> [Stated exercise]: Reproduce every line of the material below without any changes.

(Excerpts from a point labeling dataset)
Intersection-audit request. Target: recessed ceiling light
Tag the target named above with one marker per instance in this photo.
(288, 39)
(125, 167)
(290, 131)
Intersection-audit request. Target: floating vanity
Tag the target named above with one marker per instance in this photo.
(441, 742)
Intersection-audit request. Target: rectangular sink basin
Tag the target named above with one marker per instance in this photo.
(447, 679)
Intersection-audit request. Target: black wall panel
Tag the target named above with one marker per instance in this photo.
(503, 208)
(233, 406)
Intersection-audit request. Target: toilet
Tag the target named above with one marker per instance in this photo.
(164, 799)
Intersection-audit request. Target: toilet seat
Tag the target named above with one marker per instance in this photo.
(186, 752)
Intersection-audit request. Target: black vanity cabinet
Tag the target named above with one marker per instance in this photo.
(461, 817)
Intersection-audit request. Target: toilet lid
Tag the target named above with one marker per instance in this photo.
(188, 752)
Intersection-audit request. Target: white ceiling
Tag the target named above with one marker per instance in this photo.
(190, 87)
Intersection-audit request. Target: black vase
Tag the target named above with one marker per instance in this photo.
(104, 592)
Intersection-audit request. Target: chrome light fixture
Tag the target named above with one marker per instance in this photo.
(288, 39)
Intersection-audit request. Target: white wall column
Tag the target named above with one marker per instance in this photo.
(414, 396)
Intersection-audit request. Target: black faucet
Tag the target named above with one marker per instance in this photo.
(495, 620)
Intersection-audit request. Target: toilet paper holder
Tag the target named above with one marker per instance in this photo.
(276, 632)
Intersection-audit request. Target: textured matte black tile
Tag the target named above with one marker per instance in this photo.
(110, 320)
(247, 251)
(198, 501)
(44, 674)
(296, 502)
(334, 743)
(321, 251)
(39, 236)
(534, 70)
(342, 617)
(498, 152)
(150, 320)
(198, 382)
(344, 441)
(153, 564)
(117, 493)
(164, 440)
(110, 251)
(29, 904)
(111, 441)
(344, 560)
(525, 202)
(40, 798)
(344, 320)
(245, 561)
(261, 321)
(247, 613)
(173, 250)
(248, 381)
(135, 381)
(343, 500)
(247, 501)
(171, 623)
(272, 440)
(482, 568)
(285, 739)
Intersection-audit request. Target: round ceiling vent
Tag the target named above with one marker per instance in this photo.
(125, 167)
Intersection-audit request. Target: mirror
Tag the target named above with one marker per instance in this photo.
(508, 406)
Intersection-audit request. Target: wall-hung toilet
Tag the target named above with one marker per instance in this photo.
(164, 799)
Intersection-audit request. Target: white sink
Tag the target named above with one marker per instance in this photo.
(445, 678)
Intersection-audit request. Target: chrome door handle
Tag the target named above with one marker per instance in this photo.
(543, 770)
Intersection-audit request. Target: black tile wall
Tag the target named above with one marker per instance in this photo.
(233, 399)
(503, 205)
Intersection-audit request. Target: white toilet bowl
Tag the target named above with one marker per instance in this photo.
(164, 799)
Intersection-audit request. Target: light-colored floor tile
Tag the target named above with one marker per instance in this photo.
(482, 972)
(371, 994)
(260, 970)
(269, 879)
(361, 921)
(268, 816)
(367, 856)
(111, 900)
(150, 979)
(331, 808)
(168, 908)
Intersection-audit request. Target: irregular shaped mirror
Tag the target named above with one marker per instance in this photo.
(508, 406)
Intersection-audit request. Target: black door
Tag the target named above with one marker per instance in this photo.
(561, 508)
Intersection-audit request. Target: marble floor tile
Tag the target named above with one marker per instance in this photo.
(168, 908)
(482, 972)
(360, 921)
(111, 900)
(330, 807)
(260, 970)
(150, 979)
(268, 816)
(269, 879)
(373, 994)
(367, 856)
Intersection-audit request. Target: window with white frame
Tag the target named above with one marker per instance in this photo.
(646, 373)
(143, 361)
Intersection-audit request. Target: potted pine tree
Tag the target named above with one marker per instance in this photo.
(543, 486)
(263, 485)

> [Reply to the task]:
Intersection-audit request. Target: recessed ceiling light
Tag the target named above with one marker per instance in this photo.
(288, 39)
(125, 167)
(290, 131)
Intersection-audit request. Target: floating vanity
Tag the target named above with one marker per instance in this photo.
(441, 742)
Intersection-audit request. Target: rectangular sink basin
Tag the target named above with one marker per instance in this photo.
(447, 679)
Intersection-audit request. Target: black wall panel
Tag the target named above with one marker per instance in this photo.
(503, 208)
(233, 406)
Intersection-audit request. Target: toilet
Tag the target named above with one marker per instance in this photo.
(164, 799)
Intersection-audit request. Target: toilet seat
Tag the target named above with one marker per instance in this photo.
(186, 752)
Intersection-audit request. Target: black vanity cabinet
Tag the target named above with one marker per instance in this photo.
(461, 817)
Intersection-audit request. Target: toilet lid
Tag the target named above with one marker per instance in this photo.
(188, 752)
Intersection-audit request. Target: white ceiling
Tag the target named above with one marker per instance in this photo.
(190, 87)
Intersection-audit request. Target: black vase
Tag the target named above with one marker per instance in this photo.
(104, 592)
Intersection-audit request. Target: chrome light fixture
Tag the target named above with one marker per instance in this photo.
(288, 39)
Intersection-audit request. Target: white wall column
Tag the target named above with one marker per instance in this photo.
(414, 396)
Intersection-audit request. Target: black faucet
Tag the target named above with one marker per instance in this photo.
(495, 620)
Intersection-audit request. Target: toilet paper holder
Tag the target named above with one marker per instance in this photo.
(276, 632)
Intersection-audit request. Target: textured matte black tile
Tag the target named above with one marker per instance in this photo.
(110, 320)
(247, 251)
(198, 501)
(44, 674)
(296, 502)
(334, 743)
(321, 251)
(39, 236)
(534, 70)
(342, 617)
(498, 152)
(150, 320)
(198, 382)
(344, 441)
(153, 564)
(117, 493)
(164, 440)
(110, 251)
(29, 904)
(111, 441)
(344, 560)
(525, 202)
(40, 798)
(344, 320)
(245, 561)
(261, 321)
(247, 613)
(173, 250)
(248, 381)
(135, 381)
(343, 500)
(247, 501)
(171, 623)
(272, 440)
(482, 568)
(285, 739)
Intersection-audit request. Target: round ceiling vent
Tag the target named above with one marker per instance in this photo.
(125, 167)
Intersection-audit request. Target: mirror
Tag the target named above with one marker per instance in this photo.
(508, 406)
Intersection-audit request. Target: wall-hung toilet
Tag the target named above with one marker per instance in this photo.
(164, 799)
Intersection-audit request. Target: white sink
Tag the target named above with one marker per instance in this photo.
(445, 678)
Intersection-audit request. Target: chrome door handle
Tag the target named above with one marker per instance in this photo.
(543, 770)
Intersection-audit request. Target: black tile wall
Tag the target named above with one marker per instance in this photo.
(233, 399)
(503, 205)
Intersection-audit request. Target: white toilet bowl
Tag the target named above with one marker per instance in this photo.
(164, 799)
Intersection-audit request. Target: light-colored floor tile
Tag the target named above with one marker per instance in this photo.
(482, 972)
(371, 994)
(260, 970)
(269, 879)
(361, 921)
(268, 816)
(367, 856)
(111, 900)
(150, 979)
(331, 808)
(168, 908)
Intersection-audit request. Target: irregular shaped mirror
Tag the target named above with one marker per instance in this photo.
(508, 406)
Intersection-audit request. Target: black door
Tag the target named above with one marker per instance in this photo.
(561, 508)
Intersection-audit request. Target: marble floor tile
Tag the target named above with one marker per instance in this photo.
(168, 908)
(482, 972)
(360, 921)
(111, 900)
(330, 807)
(260, 970)
(150, 979)
(268, 816)
(269, 879)
(373, 994)
(367, 856)
Intersection-audit request. Target: window with white frame
Tag the target named above with one marker per instance in this photo.
(646, 373)
(143, 361)
Intersection-audit request. Target: potted pine tree
Tag the target named above with one marker per instance in this photo.
(543, 486)
(263, 485)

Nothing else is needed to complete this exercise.